Location annotation dataset excerpts
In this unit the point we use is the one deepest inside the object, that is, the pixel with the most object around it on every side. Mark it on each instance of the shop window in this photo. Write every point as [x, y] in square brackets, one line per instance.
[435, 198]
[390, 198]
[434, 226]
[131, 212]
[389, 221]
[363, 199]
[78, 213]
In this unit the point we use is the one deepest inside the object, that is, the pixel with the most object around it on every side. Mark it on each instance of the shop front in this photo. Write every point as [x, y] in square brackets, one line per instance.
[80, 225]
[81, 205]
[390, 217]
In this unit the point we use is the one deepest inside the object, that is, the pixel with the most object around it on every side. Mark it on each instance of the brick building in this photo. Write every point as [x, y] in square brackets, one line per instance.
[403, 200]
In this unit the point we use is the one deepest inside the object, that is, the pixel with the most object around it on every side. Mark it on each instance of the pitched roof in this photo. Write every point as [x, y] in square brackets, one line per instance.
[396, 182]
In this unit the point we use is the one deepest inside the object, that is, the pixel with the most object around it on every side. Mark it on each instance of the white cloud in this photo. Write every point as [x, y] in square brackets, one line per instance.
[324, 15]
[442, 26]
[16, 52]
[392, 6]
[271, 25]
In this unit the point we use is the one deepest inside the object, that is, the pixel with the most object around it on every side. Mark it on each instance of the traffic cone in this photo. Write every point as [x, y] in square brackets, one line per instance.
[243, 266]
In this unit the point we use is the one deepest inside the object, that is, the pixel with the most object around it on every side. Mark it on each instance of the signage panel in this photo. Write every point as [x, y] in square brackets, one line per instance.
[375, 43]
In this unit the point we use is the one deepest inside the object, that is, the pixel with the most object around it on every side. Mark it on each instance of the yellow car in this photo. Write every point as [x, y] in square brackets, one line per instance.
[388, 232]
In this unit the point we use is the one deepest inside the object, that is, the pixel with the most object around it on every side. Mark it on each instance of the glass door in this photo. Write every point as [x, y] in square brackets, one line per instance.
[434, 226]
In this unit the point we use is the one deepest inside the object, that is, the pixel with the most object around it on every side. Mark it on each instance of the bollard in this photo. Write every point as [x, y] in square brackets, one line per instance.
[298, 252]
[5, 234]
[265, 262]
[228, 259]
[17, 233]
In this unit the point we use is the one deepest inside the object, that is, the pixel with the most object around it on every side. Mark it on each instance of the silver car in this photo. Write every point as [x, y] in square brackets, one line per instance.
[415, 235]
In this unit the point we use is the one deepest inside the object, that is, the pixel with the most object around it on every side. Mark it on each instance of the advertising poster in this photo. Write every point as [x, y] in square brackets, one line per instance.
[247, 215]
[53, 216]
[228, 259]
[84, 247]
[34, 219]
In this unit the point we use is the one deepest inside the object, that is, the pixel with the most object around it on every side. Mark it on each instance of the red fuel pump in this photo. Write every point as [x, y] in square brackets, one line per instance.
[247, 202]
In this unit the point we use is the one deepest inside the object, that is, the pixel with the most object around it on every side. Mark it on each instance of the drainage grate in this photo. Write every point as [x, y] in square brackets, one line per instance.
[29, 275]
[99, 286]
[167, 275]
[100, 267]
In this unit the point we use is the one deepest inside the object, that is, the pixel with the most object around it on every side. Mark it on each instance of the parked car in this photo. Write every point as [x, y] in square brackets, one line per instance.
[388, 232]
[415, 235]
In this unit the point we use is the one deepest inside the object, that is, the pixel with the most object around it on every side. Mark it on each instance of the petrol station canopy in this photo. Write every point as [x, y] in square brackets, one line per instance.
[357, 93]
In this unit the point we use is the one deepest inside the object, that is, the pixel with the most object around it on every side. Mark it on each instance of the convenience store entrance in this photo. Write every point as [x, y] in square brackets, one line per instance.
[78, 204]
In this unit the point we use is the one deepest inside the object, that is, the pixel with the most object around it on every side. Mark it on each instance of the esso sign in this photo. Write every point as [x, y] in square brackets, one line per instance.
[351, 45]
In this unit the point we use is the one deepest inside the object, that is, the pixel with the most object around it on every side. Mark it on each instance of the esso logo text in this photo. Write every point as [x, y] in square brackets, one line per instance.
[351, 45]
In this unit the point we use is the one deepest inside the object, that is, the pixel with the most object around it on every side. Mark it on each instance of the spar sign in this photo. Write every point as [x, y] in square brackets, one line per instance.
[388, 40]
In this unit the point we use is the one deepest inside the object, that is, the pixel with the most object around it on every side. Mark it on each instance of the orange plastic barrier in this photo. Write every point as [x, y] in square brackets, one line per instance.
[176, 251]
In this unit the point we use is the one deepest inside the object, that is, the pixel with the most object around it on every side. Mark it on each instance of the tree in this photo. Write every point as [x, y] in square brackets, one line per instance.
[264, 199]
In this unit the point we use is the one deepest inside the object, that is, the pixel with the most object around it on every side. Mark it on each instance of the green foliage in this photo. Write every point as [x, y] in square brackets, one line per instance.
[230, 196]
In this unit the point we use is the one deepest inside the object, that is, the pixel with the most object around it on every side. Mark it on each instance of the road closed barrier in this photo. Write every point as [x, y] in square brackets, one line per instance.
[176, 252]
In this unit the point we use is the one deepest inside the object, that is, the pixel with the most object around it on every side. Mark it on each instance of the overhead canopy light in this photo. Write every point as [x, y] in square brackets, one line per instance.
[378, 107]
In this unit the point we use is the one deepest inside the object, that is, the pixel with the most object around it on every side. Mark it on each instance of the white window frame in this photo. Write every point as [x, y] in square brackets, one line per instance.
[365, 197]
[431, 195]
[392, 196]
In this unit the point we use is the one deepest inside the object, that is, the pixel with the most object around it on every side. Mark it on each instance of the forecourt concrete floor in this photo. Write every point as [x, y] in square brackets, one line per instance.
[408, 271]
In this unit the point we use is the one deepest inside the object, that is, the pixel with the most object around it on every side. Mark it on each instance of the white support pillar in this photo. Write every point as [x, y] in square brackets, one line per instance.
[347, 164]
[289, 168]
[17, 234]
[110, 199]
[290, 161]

### GIVEN TASK
Reproduce the material above without altering a single character.

### ANSWER TO THIS EXERCISE
In this unit the point we use is the one deepest inside the object, that is, the pixel with the most object around it on every side. Mark it on each instance of the shop window in this photo. Write every point as [x, y] in square brackets, one line per instance.
[435, 198]
[390, 198]
[434, 226]
[131, 212]
[389, 221]
[363, 199]
[78, 213]
In this unit the point we use is the one deepest inside the object, that is, the pixel with the most object around it on every side. Mark it on each instance of the shop front in this photo. Write every point as [x, y] in square brackets, one line per instance.
[80, 225]
[81, 205]
[390, 217]
In this unit the point we use is the one deepest inside the object, that is, the pixel with the most object around it on every side. Mark it on each instance of the brick building in this photo. Write every point as [x, y] in square brackets, one line per instance.
[403, 200]
In this unit the point we use is the one deepest inside the object, that is, the pixel with the most object around it on every side. Mark it on each instance of the pitched roof in this photo. Write every point as [x, y] in square brackets, one line per instance.
[396, 182]
In this unit the point we use is the one deepest inside the object, that is, the pixel with the most object around it on every side. Mark it on each instance of the white cloud in this photo. Write every point as [x, y] in square brackets, one line per instance.
[324, 15]
[442, 26]
[16, 52]
[392, 6]
[271, 25]
In this unit the point we use is the one deepest inside the object, that is, the pixel with the most object around it on every side. Mark it on each instance of the traffic cone in this photo. Write every point as [x, y] in square brackets, one line per instance.
[243, 266]
In this unit the point we use is the one deepest inside the object, that is, the pixel with the most object around it on every side. Mark it on each instance of the signage panel in this photo. Write every point as [x, y] in square brackets, one line per instance.
[375, 43]
In this unit the point we use is the one deepest inside the object, that is, the pixel with the most object around it on every side. Mark it on each instance of the yellow car in this photo. Write every point as [x, y] in square brackets, one line per instance.
[388, 232]
In this unit the point we use is the one deepest inside the object, that is, the pixel with the most object around it on every side. Mark it on each instance of the glass door in this photo. Write every point as [x, y] in square brackets, one line per instance.
[434, 226]
In this unit the point we use is the one deepest inside the object, that is, the pixel with the most object around it on every side. Mark it on each instance of the bollard in this photo. Write every point as [x, y] in square brackets, one line per instance.
[298, 252]
[5, 234]
[265, 262]
[228, 259]
[17, 233]
In this unit the point we use is the one deepest inside the object, that is, the pixel with the most object around it on every side. Mark it on each instance of the silver car in this photo. Write every point as [x, y] in square brackets, one line per instance.
[415, 235]
In this unit the point we use is the one deepest inside the object, that is, the pixel with the most object around it on every side. Mark it on each instance of the advertising poster in this photo. Write every point as [x, y] in square brackets, one line per instance.
[247, 215]
[53, 216]
[228, 259]
[84, 247]
[34, 219]
In this unit the point we use is the one deepest inside the object, that is, the pixel with the most object around it on every side. Mark it on each instance of the red fuel pump in this photo. Write every point as [x, y] in square brackets, one line per instance.
[247, 202]
In this unit the point we use is the one deepest inside the object, that is, the pixel with the most object around it on every side. Mark it on each instance of the drainage grate in this photo. Write every point as [x, y] in square brackets, one line per instance.
[29, 275]
[99, 286]
[167, 275]
[100, 267]
In this unit the point we use is the one deepest inside the object, that is, the pixel with the most object around it on every side. Mark it on each instance of the parked car in this photo. Write every point as [x, y] in square brackets, one line per instance.
[388, 232]
[415, 235]
In this unit the point we use is the one deepest inside the object, that is, the pixel with the most object around it on every side. Mark it on each instance of the petrol station canopy in this photo. Write every point as [x, y] in square brackets, one line per instance.
[357, 93]
In this unit the point we use is the one deepest inside the object, that is, the pixel with the most object around it on every side. Mark it on each instance of the convenience store entrance in this photo. Write every point as [x, y] in square brackets, one line per instance.
[78, 204]
In this unit the point we use is the one deepest inside the object, that is, the pixel with the most object around it on every side. Mark it on each instance of the esso sign in this photo. Write every point as [x, y] in square brackets, one line per instance.
[351, 45]
In this unit the point we use is the one deepest inside the object, that is, the pixel with the most object around it on every side. Mark it on each instance of the esso logo text in this photo. Write every point as [x, y] in square brackets, one line per instance.
[351, 45]
In this unit the point we use is the one deepest inside the object, that is, the pixel with the most object around it on every side. Mark it on each instance of the spar sign in this photo. Write every point as [x, y] in square brackets, one line per instance.
[388, 40]
In this unit the point we use is the one deepest inside the object, that is, the pixel with the most object around it on every side. Mark it on each instance of the orange plastic barrier in this photo. Write every point as [x, y] in square brackets, one line per instance.
[176, 251]
In this unit the point we use is the one deepest inside the object, that is, the pixel with the most object around it on every side. Mark it on each instance of the tree in this photo. Write every point as [x, y] in square brackets, one line per instance.
[264, 199]
In this unit the point we use is the one deepest inside the object, that is, the pixel with the most object around it on every side. Mark it on each instance of the green foliage in this photo. Write every point as [x, y] in square brackets, one line per instance.
[230, 196]
In this unit the point we use is the one deepest inside the object, that is, the pixel with the most object around it on every side. Mark it on each instance of the road closed barrier in this photo. Write every point as [x, y] in square brackets, one line per instance.
[176, 252]
In this unit the point we use is the one deepest inside the object, that is, the pixel with the most object around it on every side. Mark it on each instance of the overhead canopy light in this photo. Write every point as [x, y] in square brackets, one line per instance.
[378, 107]
In this unit the point we use is the one deepest inside the object, that is, the pixel with the most object around it on every side. Mark it on each instance of the white window frame in this photo. Write every point as [x, y] in square brackets, one line per instance.
[365, 197]
[431, 195]
[392, 196]
In this unit the point we use is the one deepest inside the object, that is, the pixel with the most object around it on every side. Mark it on each instance of the forecourt concrete floor in this photo. Write every point as [x, y] in square brackets, one line per instance.
[408, 271]
In this unit the point we use is the one deepest inside the object, that is, the pixel with the most object around it on every side. Mark it on each instance of the white support pillar in this photo. Write every point as [x, y] in square brackets, one line per instance.
[347, 164]
[289, 168]
[17, 234]
[110, 199]
[290, 161]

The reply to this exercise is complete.